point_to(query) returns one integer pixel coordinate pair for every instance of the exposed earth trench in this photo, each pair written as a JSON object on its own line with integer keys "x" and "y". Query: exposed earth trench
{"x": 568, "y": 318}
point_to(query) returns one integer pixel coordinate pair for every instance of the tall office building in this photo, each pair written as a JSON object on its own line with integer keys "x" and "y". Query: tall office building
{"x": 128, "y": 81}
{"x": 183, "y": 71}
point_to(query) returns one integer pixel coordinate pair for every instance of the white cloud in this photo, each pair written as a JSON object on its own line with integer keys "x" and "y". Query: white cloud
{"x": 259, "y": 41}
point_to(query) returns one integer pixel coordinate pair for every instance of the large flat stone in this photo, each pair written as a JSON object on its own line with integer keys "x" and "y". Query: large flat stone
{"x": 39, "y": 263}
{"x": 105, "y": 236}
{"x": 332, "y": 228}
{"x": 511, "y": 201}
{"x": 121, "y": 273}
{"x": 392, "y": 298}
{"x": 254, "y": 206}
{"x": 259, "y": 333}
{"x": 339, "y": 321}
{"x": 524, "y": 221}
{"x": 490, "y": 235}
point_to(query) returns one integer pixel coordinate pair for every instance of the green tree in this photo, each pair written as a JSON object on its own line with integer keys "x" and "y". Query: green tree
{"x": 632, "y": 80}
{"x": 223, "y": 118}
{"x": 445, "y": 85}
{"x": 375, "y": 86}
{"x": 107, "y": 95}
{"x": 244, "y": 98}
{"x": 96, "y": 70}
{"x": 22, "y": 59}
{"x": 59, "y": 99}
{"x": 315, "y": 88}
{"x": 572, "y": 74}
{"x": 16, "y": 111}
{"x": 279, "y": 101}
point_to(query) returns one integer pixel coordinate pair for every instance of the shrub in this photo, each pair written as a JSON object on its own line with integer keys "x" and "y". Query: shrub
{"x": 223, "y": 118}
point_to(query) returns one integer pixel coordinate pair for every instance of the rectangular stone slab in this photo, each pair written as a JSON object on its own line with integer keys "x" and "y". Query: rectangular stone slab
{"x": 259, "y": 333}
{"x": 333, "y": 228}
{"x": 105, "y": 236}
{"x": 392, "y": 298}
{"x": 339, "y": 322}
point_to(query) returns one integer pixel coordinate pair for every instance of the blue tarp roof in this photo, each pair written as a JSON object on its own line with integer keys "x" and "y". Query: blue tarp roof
# # # #
■ **Your instructions**
Rewrite every item above, substituting "numeric keys" for each occurrence of "integer keys" and leaving everything else unchanged.

■ **Exercise solution**
point_to(query) returns one integer pixel coordinate pair for every instance of the exposed earth trench in this photo, each pair written as a JSON object on its own line with numeric keys "x" and "y". Query: exposed earth trench
{"x": 568, "y": 318}
point_to(query) returns one integer pixel coordinate pair for every instance of the tall office building in this photo, each pair written as a JSON object on its own line with numeric keys "x" and "y". Query: tall office building
{"x": 128, "y": 81}
{"x": 183, "y": 71}
point_to(query) returns one integer pixel coordinate pair for every instance of the white cloud in this photo, each pair written as a JSON object on its own line with numeric keys "x" and "y". Query: white cloud
{"x": 259, "y": 41}
point_to(query) returns one integer pixel coordinate pair for every instance of the large flat stone in this photo, each pair written as a JSON object on its own line with numeric keys "x" and "y". Query: large flat stone
{"x": 39, "y": 263}
{"x": 105, "y": 236}
{"x": 332, "y": 228}
{"x": 511, "y": 201}
{"x": 121, "y": 273}
{"x": 392, "y": 298}
{"x": 254, "y": 206}
{"x": 259, "y": 333}
{"x": 339, "y": 321}
{"x": 524, "y": 221}
{"x": 490, "y": 235}
point_to(query) returns one integer pixel coordinate pair for every instance of the green tree in this photo, each pair written as a JSON object on its own line with numeric keys "x" and "y". Query: green tree
{"x": 632, "y": 80}
{"x": 223, "y": 118}
{"x": 445, "y": 85}
{"x": 375, "y": 86}
{"x": 107, "y": 95}
{"x": 244, "y": 98}
{"x": 96, "y": 70}
{"x": 22, "y": 59}
{"x": 59, "y": 99}
{"x": 315, "y": 88}
{"x": 572, "y": 74}
{"x": 16, "y": 111}
{"x": 279, "y": 101}
point_to(query) returns one integer pixel coordinate pair for every instance of the shrub in this photo, each pair written as a JSON object on its own line with numeric keys "x" and "y". Query: shrub
{"x": 223, "y": 118}
point_to(query) returns one integer pixel coordinate pair for every instance of the rectangular stone slab in this photo, each pair written as a JSON object on its own line with numeric keys "x" and "y". Query: rectangular stone slab
{"x": 259, "y": 333}
{"x": 333, "y": 228}
{"x": 105, "y": 236}
{"x": 392, "y": 298}
{"x": 339, "y": 322}
point_to(query) returns one integer pixel coordinate pair for every instance of the blue tarp roof in this photo, each pair written as a JSON object on its own line with numeric keys "x" and "y". Query: blue tarp roof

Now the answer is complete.